--- BEGIN Exercise input ---
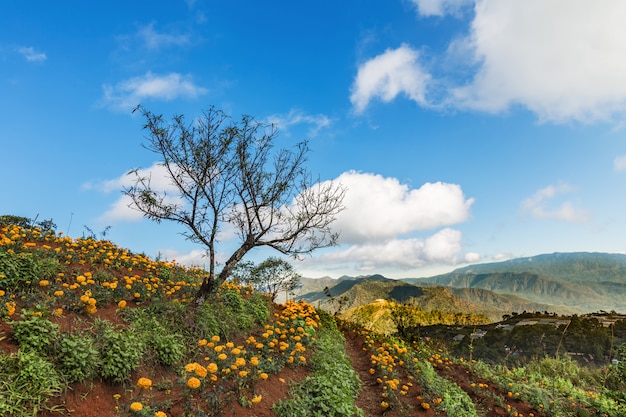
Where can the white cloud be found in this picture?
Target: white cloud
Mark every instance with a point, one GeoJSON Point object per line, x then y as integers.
{"type": "Point", "coordinates": [619, 163]}
{"type": "Point", "coordinates": [439, 7]}
{"type": "Point", "coordinates": [31, 54]}
{"type": "Point", "coordinates": [121, 209]}
{"type": "Point", "coordinates": [128, 94]}
{"type": "Point", "coordinates": [442, 247]}
{"type": "Point", "coordinates": [562, 59]}
{"type": "Point", "coordinates": [472, 257]}
{"type": "Point", "coordinates": [296, 117]}
{"type": "Point", "coordinates": [379, 208]}
{"type": "Point", "coordinates": [156, 40]}
{"type": "Point", "coordinates": [197, 257]}
{"type": "Point", "coordinates": [385, 76]}
{"type": "Point", "coordinates": [537, 205]}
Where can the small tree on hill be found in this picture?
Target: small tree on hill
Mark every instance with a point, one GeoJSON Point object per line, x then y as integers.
{"type": "Point", "coordinates": [272, 276]}
{"type": "Point", "coordinates": [229, 173]}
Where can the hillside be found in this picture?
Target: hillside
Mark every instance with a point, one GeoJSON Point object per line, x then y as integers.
{"type": "Point", "coordinates": [361, 291]}
{"type": "Point", "coordinates": [90, 329]}
{"type": "Point", "coordinates": [571, 282]}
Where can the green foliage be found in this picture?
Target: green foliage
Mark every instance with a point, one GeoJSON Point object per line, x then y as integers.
{"type": "Point", "coordinates": [27, 381]}
{"type": "Point", "coordinates": [231, 313]}
{"type": "Point", "coordinates": [20, 270]}
{"type": "Point", "coordinates": [120, 352]}
{"type": "Point", "coordinates": [35, 333]}
{"type": "Point", "coordinates": [77, 357]}
{"type": "Point", "coordinates": [332, 386]}
{"type": "Point", "coordinates": [271, 276]}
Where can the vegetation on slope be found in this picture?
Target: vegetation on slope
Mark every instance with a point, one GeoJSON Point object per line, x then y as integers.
{"type": "Point", "coordinates": [87, 328]}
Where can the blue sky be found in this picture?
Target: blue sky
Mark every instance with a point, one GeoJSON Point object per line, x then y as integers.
{"type": "Point", "coordinates": [465, 131]}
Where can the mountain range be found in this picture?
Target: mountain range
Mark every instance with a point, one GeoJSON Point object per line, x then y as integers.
{"type": "Point", "coordinates": [564, 283]}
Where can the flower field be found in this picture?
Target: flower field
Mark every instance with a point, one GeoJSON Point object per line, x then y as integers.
{"type": "Point", "coordinates": [90, 329]}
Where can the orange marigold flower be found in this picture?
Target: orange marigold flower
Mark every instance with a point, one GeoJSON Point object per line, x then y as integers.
{"type": "Point", "coordinates": [144, 383]}
{"type": "Point", "coordinates": [193, 383]}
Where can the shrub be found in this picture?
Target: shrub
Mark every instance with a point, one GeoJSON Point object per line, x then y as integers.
{"type": "Point", "coordinates": [332, 387]}
{"type": "Point", "coordinates": [120, 353]}
{"type": "Point", "coordinates": [35, 333]}
{"type": "Point", "coordinates": [77, 357]}
{"type": "Point", "coordinates": [27, 381]}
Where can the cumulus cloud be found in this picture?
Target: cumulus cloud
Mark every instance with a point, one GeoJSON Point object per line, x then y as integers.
{"type": "Point", "coordinates": [31, 55]}
{"type": "Point", "coordinates": [619, 163]}
{"type": "Point", "coordinates": [379, 208]}
{"type": "Point", "coordinates": [439, 7]}
{"type": "Point", "coordinates": [538, 205]}
{"type": "Point", "coordinates": [156, 40]}
{"type": "Point", "coordinates": [196, 257]}
{"type": "Point", "coordinates": [442, 247]}
{"type": "Point", "coordinates": [394, 72]}
{"type": "Point", "coordinates": [561, 59]}
{"type": "Point", "coordinates": [122, 208]}
{"type": "Point", "coordinates": [472, 257]}
{"type": "Point", "coordinates": [128, 94]}
{"type": "Point", "coordinates": [296, 117]}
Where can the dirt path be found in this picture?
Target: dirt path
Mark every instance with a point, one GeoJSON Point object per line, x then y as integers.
{"type": "Point", "coordinates": [489, 400]}
{"type": "Point", "coordinates": [370, 398]}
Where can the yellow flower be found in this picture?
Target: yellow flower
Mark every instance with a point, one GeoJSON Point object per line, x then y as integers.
{"type": "Point", "coordinates": [201, 371]}
{"type": "Point", "coordinates": [144, 383]}
{"type": "Point", "coordinates": [193, 383]}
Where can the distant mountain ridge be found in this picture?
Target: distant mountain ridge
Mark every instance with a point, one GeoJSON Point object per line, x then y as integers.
{"type": "Point", "coordinates": [579, 281]}
{"type": "Point", "coordinates": [360, 291]}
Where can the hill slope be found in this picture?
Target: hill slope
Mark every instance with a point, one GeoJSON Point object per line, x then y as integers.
{"type": "Point", "coordinates": [361, 291]}
{"type": "Point", "coordinates": [572, 282]}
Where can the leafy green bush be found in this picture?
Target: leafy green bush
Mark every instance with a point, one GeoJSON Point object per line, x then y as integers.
{"type": "Point", "coordinates": [169, 348]}
{"type": "Point", "coordinates": [20, 270]}
{"type": "Point", "coordinates": [120, 352]}
{"type": "Point", "coordinates": [27, 381]}
{"type": "Point", "coordinates": [77, 357]}
{"type": "Point", "coordinates": [35, 333]}
{"type": "Point", "coordinates": [331, 388]}
{"type": "Point", "coordinates": [232, 313]}
{"type": "Point", "coordinates": [158, 326]}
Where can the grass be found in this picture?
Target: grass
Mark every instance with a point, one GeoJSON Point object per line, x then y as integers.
{"type": "Point", "coordinates": [83, 311]}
--- END Exercise input ---
### Your task
All the records need to be repeated exactly, with the images dropped.

### Written reply
Where can the white cloud be found in this picture?
Target: white cloud
Mark every instance with a point, one GeoJSON Point object per line, x then y as integers.
{"type": "Point", "coordinates": [619, 163]}
{"type": "Point", "coordinates": [439, 7]}
{"type": "Point", "coordinates": [31, 54]}
{"type": "Point", "coordinates": [121, 209]}
{"type": "Point", "coordinates": [128, 94]}
{"type": "Point", "coordinates": [442, 247]}
{"type": "Point", "coordinates": [562, 59]}
{"type": "Point", "coordinates": [472, 257]}
{"type": "Point", "coordinates": [296, 117]}
{"type": "Point", "coordinates": [379, 208]}
{"type": "Point", "coordinates": [156, 40]}
{"type": "Point", "coordinates": [197, 257]}
{"type": "Point", "coordinates": [385, 76]}
{"type": "Point", "coordinates": [537, 205]}
Where can the small tree on hill be found in this picture?
Target: small tree on hill
Mark every instance with a point, one GeoJSON Point object per line, x then y as integers.
{"type": "Point", "coordinates": [272, 276]}
{"type": "Point", "coordinates": [229, 173]}
Where can the hillside be found in this picture?
Target: hillside
Mark every instance with a point, one GeoJSON Point object per line, x then y as integers.
{"type": "Point", "coordinates": [361, 291]}
{"type": "Point", "coordinates": [90, 329]}
{"type": "Point", "coordinates": [571, 282]}
Where can the green foliage be found in this picture?
Target: green foliage
Mark every instance with a point, one GeoJSON Point object per line, x then y as integers.
{"type": "Point", "coordinates": [27, 381]}
{"type": "Point", "coordinates": [231, 313]}
{"type": "Point", "coordinates": [20, 270]}
{"type": "Point", "coordinates": [120, 352]}
{"type": "Point", "coordinates": [35, 333]}
{"type": "Point", "coordinates": [77, 357]}
{"type": "Point", "coordinates": [332, 386]}
{"type": "Point", "coordinates": [271, 276]}
Where can the vegetation on slope be found in this picture?
Target: vegetation on slope
Mark every instance with a point, one GeoJSON Point object per line, x then y as integers.
{"type": "Point", "coordinates": [87, 328]}
Where can the blue sky be found in this picture?
Target: blue sky
Mark every instance with a point, one GeoJSON Point object per line, x then y as integers.
{"type": "Point", "coordinates": [465, 131]}
Where can the mountain range be found in this picture?
Target: mountain range
Mark every instance with a point, one GeoJSON Point object per line, x then y as integers.
{"type": "Point", "coordinates": [564, 283]}
Where can the flower field be found in this picture?
Target: flower field
Mark every instance with a point, one GeoJSON Point object per line, x then y as integers.
{"type": "Point", "coordinates": [90, 329]}
Where can the orange marigold flower be found in this picture?
Target: orange marigold flower
Mark every instance with a point, one GeoJSON Point object per line, x then y as integers.
{"type": "Point", "coordinates": [144, 383]}
{"type": "Point", "coordinates": [193, 383]}
Where can the shrub be found in this picture?
Target: shrub
Mark every instance with a point, one GeoJSON Point object per line, x then y as integers.
{"type": "Point", "coordinates": [332, 387]}
{"type": "Point", "coordinates": [120, 353]}
{"type": "Point", "coordinates": [35, 333]}
{"type": "Point", "coordinates": [77, 357]}
{"type": "Point", "coordinates": [27, 381]}
Where can the cumulus cloud be found in this picture?
Target: cumulus cloud
Mark every instance with a point, one GeoJSON Point object per line, x then y as integers.
{"type": "Point", "coordinates": [31, 55]}
{"type": "Point", "coordinates": [619, 163]}
{"type": "Point", "coordinates": [379, 208]}
{"type": "Point", "coordinates": [439, 7]}
{"type": "Point", "coordinates": [538, 205]}
{"type": "Point", "coordinates": [156, 40]}
{"type": "Point", "coordinates": [196, 257]}
{"type": "Point", "coordinates": [442, 247]}
{"type": "Point", "coordinates": [394, 72]}
{"type": "Point", "coordinates": [561, 59]}
{"type": "Point", "coordinates": [122, 208]}
{"type": "Point", "coordinates": [472, 257]}
{"type": "Point", "coordinates": [128, 94]}
{"type": "Point", "coordinates": [296, 117]}
Where can the dirt path be found in this picture?
Target: dirt path
Mark every instance with a point, one GeoJSON Point object per line, x then y as integers.
{"type": "Point", "coordinates": [489, 400]}
{"type": "Point", "coordinates": [370, 398]}
Where can the yellow flower be found in this picture?
Target: yellow flower
Mark every instance with a point, one GeoJSON Point object per line, x then y as integers.
{"type": "Point", "coordinates": [201, 371]}
{"type": "Point", "coordinates": [144, 383]}
{"type": "Point", "coordinates": [193, 383]}
Where can the distant mountain ridge be found in this picture?
Target: distant mountain ridge
Mark every instance with a point, one GeoJSON Point object per line, x then y as integers.
{"type": "Point", "coordinates": [579, 281]}
{"type": "Point", "coordinates": [360, 291]}
Where can the hill slope be found in this picture?
Target: hill slope
Mark every instance with a point, one GeoJSON Point object per line, x then y as integers.
{"type": "Point", "coordinates": [361, 291]}
{"type": "Point", "coordinates": [572, 282]}
Where can the leafy green bush be found in this picture?
Target: leafy green bush
Mark every instance with a point, one GeoJSON Point object per line, x then y as integers.
{"type": "Point", "coordinates": [169, 348]}
{"type": "Point", "coordinates": [20, 270]}
{"type": "Point", "coordinates": [120, 352]}
{"type": "Point", "coordinates": [27, 381]}
{"type": "Point", "coordinates": [77, 357]}
{"type": "Point", "coordinates": [35, 333]}
{"type": "Point", "coordinates": [331, 388]}
{"type": "Point", "coordinates": [232, 313]}
{"type": "Point", "coordinates": [158, 326]}
Where can the grass be found in this picture?
Target: grass
Mark every instance with a point, one GeoJSON Point object per line, x then y as integers.
{"type": "Point", "coordinates": [83, 311]}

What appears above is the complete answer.